## Task:
Take the material below and write it all out again exactly.

┏━━

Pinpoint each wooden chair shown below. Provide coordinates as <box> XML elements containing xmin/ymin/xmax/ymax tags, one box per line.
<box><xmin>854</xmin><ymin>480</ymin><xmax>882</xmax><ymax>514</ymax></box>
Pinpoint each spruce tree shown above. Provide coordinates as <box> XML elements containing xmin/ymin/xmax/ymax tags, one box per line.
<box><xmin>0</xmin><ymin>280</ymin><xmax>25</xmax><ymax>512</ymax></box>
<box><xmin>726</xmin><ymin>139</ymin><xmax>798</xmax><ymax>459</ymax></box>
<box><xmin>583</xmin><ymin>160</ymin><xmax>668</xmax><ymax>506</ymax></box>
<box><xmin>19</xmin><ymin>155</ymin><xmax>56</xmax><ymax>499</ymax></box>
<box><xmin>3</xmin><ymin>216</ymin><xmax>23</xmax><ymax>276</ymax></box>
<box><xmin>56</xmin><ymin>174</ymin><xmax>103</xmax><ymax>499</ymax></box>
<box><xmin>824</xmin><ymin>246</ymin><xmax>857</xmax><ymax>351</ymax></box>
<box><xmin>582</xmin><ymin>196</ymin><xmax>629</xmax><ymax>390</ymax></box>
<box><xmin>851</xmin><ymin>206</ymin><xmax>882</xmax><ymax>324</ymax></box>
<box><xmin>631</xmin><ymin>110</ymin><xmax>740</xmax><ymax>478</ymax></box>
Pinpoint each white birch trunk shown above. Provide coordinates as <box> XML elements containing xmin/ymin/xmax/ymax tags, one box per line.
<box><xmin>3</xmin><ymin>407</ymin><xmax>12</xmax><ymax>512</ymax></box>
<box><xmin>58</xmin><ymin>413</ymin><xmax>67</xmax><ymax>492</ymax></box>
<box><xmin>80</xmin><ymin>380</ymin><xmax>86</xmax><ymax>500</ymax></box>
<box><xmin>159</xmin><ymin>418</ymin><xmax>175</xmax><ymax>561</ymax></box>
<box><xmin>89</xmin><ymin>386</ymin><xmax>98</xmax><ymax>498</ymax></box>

┗━━

## Output:
Pinpoint each wooden chair shown below. Provide coordinates as <box> XML elements containing xmin/ymin/xmax/ymax tags, one box per line.
<box><xmin>854</xmin><ymin>480</ymin><xmax>882</xmax><ymax>514</ymax></box>
Pinpoint each spruce tree shown above. Provide coordinates as <box> XML elements containing xmin/ymin/xmax/ymax tags, one box per line.
<box><xmin>0</xmin><ymin>280</ymin><xmax>25</xmax><ymax>512</ymax></box>
<box><xmin>726</xmin><ymin>139</ymin><xmax>798</xmax><ymax>459</ymax></box>
<box><xmin>583</xmin><ymin>160</ymin><xmax>668</xmax><ymax>506</ymax></box>
<box><xmin>19</xmin><ymin>155</ymin><xmax>56</xmax><ymax>499</ymax></box>
<box><xmin>3</xmin><ymin>216</ymin><xmax>23</xmax><ymax>276</ymax></box>
<box><xmin>56</xmin><ymin>174</ymin><xmax>103</xmax><ymax>499</ymax></box>
<box><xmin>824</xmin><ymin>246</ymin><xmax>857</xmax><ymax>351</ymax></box>
<box><xmin>582</xmin><ymin>196</ymin><xmax>629</xmax><ymax>390</ymax></box>
<box><xmin>851</xmin><ymin>206</ymin><xmax>882</xmax><ymax>324</ymax></box>
<box><xmin>631</xmin><ymin>110</ymin><xmax>740</xmax><ymax>478</ymax></box>
Pinpoint each white birch trunk shown above. Provide coordinates as <box> XML elements containing xmin/ymin/xmax/ymax tags, one box per line.
<box><xmin>3</xmin><ymin>407</ymin><xmax>12</xmax><ymax>512</ymax></box>
<box><xmin>58</xmin><ymin>413</ymin><xmax>67</xmax><ymax>492</ymax></box>
<box><xmin>80</xmin><ymin>380</ymin><xmax>86</xmax><ymax>500</ymax></box>
<box><xmin>159</xmin><ymin>418</ymin><xmax>175</xmax><ymax>561</ymax></box>
<box><xmin>89</xmin><ymin>386</ymin><xmax>98</xmax><ymax>498</ymax></box>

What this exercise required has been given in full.